[Items from a data source]
----------
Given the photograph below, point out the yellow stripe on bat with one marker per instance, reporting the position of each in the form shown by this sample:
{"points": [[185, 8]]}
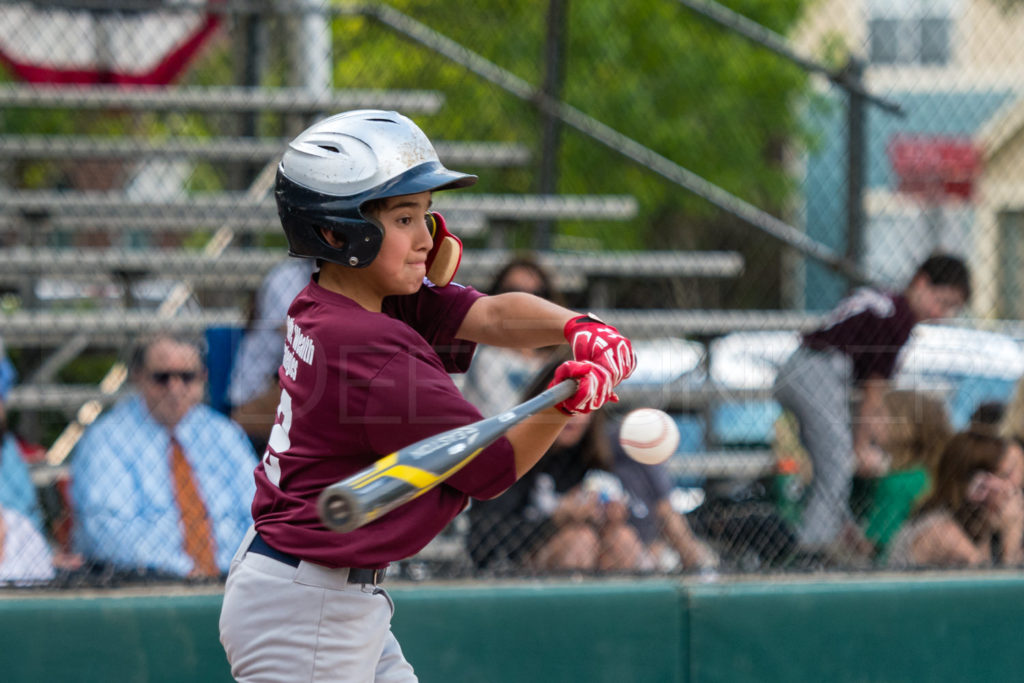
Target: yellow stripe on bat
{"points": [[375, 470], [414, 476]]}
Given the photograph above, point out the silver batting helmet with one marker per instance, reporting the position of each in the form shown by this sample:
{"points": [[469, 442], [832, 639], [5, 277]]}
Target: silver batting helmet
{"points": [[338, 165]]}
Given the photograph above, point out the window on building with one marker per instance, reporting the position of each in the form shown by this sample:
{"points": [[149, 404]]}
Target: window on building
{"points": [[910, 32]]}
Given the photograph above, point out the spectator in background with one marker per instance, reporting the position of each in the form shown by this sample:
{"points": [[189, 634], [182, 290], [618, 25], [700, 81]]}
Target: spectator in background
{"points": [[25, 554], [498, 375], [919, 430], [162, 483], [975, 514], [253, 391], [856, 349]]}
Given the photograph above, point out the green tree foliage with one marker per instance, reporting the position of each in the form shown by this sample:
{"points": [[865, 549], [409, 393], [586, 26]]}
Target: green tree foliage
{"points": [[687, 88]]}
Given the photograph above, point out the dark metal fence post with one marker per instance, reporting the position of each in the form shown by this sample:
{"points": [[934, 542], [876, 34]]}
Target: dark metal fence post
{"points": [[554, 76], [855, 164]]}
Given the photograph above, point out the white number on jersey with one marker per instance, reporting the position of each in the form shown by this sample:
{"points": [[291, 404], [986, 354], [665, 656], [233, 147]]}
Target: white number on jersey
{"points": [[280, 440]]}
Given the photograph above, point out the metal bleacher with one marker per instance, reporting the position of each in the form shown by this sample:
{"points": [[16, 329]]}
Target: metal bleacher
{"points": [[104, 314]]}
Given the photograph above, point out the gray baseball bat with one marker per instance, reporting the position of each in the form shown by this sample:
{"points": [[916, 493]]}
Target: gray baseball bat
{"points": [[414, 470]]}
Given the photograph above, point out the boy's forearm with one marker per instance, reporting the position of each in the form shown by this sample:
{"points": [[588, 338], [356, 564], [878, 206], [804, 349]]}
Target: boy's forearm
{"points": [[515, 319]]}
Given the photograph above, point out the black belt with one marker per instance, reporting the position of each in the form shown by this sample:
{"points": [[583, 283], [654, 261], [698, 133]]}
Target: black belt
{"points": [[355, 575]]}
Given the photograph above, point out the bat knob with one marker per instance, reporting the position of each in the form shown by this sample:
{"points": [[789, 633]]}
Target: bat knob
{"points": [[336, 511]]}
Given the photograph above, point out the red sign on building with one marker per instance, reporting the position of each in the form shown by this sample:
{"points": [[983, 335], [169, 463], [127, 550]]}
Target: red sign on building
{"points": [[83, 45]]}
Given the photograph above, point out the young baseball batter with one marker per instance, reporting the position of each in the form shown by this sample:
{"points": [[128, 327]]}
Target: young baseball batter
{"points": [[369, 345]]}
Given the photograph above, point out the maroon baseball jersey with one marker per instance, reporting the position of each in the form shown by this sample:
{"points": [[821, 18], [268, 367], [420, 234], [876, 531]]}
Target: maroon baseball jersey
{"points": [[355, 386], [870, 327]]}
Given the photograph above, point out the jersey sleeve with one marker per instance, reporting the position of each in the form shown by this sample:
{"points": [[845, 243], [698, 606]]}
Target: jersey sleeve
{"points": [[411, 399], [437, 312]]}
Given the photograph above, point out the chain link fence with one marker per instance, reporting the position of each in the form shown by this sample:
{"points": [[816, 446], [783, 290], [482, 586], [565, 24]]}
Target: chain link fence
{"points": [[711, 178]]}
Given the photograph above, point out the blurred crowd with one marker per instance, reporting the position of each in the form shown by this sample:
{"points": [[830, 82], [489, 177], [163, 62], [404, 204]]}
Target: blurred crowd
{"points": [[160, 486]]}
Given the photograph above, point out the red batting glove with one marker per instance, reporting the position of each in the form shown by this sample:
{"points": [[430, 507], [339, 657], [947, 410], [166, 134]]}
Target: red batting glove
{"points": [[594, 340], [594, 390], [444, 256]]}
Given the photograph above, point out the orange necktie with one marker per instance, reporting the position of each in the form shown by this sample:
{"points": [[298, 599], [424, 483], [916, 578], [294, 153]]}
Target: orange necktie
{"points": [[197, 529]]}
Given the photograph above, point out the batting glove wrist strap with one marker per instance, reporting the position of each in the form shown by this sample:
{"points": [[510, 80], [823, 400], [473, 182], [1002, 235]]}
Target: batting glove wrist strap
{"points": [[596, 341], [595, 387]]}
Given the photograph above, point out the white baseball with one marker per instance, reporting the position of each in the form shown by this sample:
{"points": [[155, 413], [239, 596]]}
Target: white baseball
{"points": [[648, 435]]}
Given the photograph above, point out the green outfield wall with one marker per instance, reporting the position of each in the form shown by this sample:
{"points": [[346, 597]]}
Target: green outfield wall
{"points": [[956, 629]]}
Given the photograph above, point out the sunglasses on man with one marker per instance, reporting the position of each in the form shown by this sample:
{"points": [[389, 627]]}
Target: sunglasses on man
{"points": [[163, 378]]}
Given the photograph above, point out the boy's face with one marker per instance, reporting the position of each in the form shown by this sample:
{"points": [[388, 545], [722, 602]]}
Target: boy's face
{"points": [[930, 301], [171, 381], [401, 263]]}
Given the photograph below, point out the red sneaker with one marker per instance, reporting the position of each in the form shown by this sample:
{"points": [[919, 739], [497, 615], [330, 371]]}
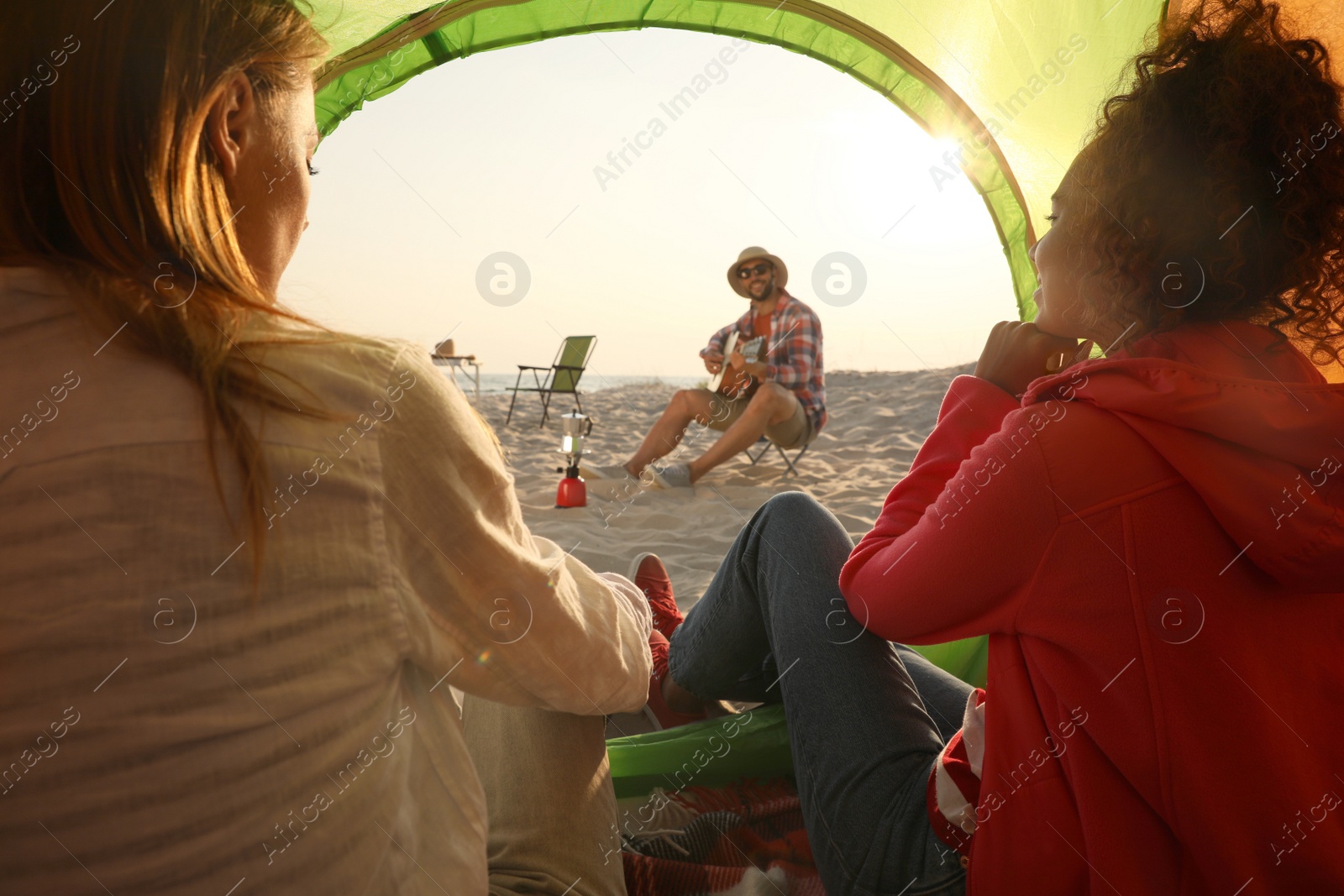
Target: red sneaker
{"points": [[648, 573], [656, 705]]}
----------
_Task to carry out_
Every line above goes into the copy unchanged; the pictures do not.

_Response area_
Given the photograph below, point out the yellow stripe on bat with one marker per instance, reporting the position of each in the form shown by this sample:
{"points": [[185, 8]]}
Target: yellow stripe on bat
{"points": [[375, 470], [414, 476]]}
Given the photograph above, point out the silver batting helmet with one marker per instance, reporting the position of each in the form shown by this sample:
{"points": [[469, 442], [832, 639], [5, 277]]}
Target: silver batting helmet
{"points": [[338, 165]]}
Given the photograph above, point out the window on building with one marker per instance, reporting the position of each in the form shown by this sample:
{"points": [[149, 404]]}
Target: window on building
{"points": [[910, 32]]}
Given the photograph above, point out the spectator in background with one marker per instance, reporting the position of each in the form shown by this sample:
{"points": [[189, 634], [182, 290], [618, 25], [700, 81]]}
Target: spectator in background
{"points": [[25, 554], [498, 375], [919, 430], [162, 483], [975, 514], [253, 391], [856, 349]]}
Given the photograph above, point out the green tree foliage with one marker per instance, reporting the position of each in the form shown by this sample:
{"points": [[865, 549], [409, 393], [586, 26]]}
Target: green tree foliage
{"points": [[687, 88]]}
Given the photograph above, point out the dark metal fence post with one marker per instance, reporting the position of each in the form shown by this sample:
{"points": [[934, 542], [876, 34]]}
Target: dark metal fence post
{"points": [[554, 76], [855, 164]]}
Given the photograph above, point out the white number on jersey with one marker per instance, reporting the position of each in the form shown by this sample:
{"points": [[291, 404], [986, 354], [665, 656], [233, 147]]}
Target: white number on jersey
{"points": [[280, 440]]}
Given the photograph above, point out the metal bleacher with one marker per instance, reporting the position of each in the form shown by this sample:
{"points": [[16, 329]]}
Target: metal bleacher
{"points": [[104, 314]]}
Given the photograph above, point out the gray baseball bat with one marker per instance, reporting the position of each in the form shown by this sample:
{"points": [[916, 493]]}
Target: gray baseball bat
{"points": [[414, 470]]}
Given the photograph above, point out the boy's forearm with one marker per instance, reporting the position of each in the form shown by this sample:
{"points": [[588, 338], [356, 564], [878, 206], [804, 349]]}
Target: boy's forearm
{"points": [[515, 319]]}
Given the photograph above, point out the black belt with one marker per instance, reporting the position of each in the form shown by this sample:
{"points": [[583, 283], [654, 261], [698, 133]]}
Target: black belt
{"points": [[355, 575]]}
Given the photograph above, point out the bat knob with one marker per instance, reporting the position of each in the form shown by this sample:
{"points": [[789, 633]]}
Target: bat knob
{"points": [[336, 511]]}
Given the photograph above, point out the red sign on building with one marker per instance, reporting the position of each in the form shown by this sample:
{"points": [[983, 335], [169, 463], [127, 550]]}
Target: red sign on building
{"points": [[83, 45]]}
Given the photograph above, point out the young baseball batter with one marker per instance, reporting the position of each in the form shown by this sample:
{"points": [[128, 327]]}
Target: young baseball batter
{"points": [[369, 345]]}
Given the photograph above, point out the maroon baseball jersey with one marker per instance, reporting the position of each in the form shown by this sample:
{"points": [[821, 18], [268, 367], [420, 234], [876, 531]]}
Target: maroon baseball jersey
{"points": [[355, 386], [870, 327]]}
Given the photograph above, point out the jersey sleeve with one marker per instance, reporting the position of each in the form shown by this sample:
{"points": [[845, 243], [698, 606]]}
Target: jersey sleeve
{"points": [[411, 399], [437, 312]]}
Given the photograph above, point out the chain link fence with one marker per instance, reporting the position of each in the form shown by this sample:
{"points": [[816, 446], [783, 290], [482, 586], [565, 24]]}
Target: chain link fence
{"points": [[711, 178]]}
Given the photograph above, point out the blurred crowd with one marker per instance, reporting the position of each in the form shown by this sample:
{"points": [[830, 82], [489, 177], [163, 62], [404, 204]]}
Target: blurred crowd
{"points": [[160, 486]]}
Given the photograph above, point out the red batting glove with one marker per instance, reporting the position of each in the form shown by this sample:
{"points": [[430, 507], [339, 657], [947, 410], [166, 134]]}
Target: red batting glove
{"points": [[594, 340], [594, 390], [444, 256]]}
Given the photograph above, point out the orange necktie with one marker per instance, reporting the position of each in the form shown by this sample:
{"points": [[298, 599], [424, 483], [916, 578], [294, 153]]}
Target: orange necktie
{"points": [[197, 529]]}
Given the photograph above, point out the batting glove wrist strap with one marker per instance, reporting the position of each in the form shown by this sample:
{"points": [[510, 80], [823, 400], [473, 182], [1002, 235]]}
Target: batting glove wrist strap
{"points": [[596, 341], [595, 387]]}
Given the photograph above, point out the white baseball with one marker per instance, reporting the position of each in the form shown by this sample:
{"points": [[155, 413], [239, 596]]}
Target: white baseball
{"points": [[648, 435]]}
Given the photograph above, point out the green outfield wall with one marker per instance, reporting the position of each in the form shown by this sample:
{"points": [[346, 597]]}
Target: green outfield wall
{"points": [[956, 629]]}
Given the photograph above, point out the sunglasses on man with one marker per instance, reporting the position of each in the form shown by this sample:
{"points": [[389, 627]]}
Target: sunglasses on man
{"points": [[163, 378]]}
Given the photograph above, point out the boy's face with one marker per instance, reporting the position of each in the form shown by this sample:
{"points": [[388, 545], [722, 602]]}
Target: boy's face
{"points": [[930, 301], [171, 381], [401, 263]]}
Given the photograph below, point out the red sneaker with one marker per instance, reporting the position of each in the form shown by this sample:
{"points": [[919, 739], [497, 615], [330, 371]]}
Target: red sneaker
{"points": [[648, 573], [656, 705]]}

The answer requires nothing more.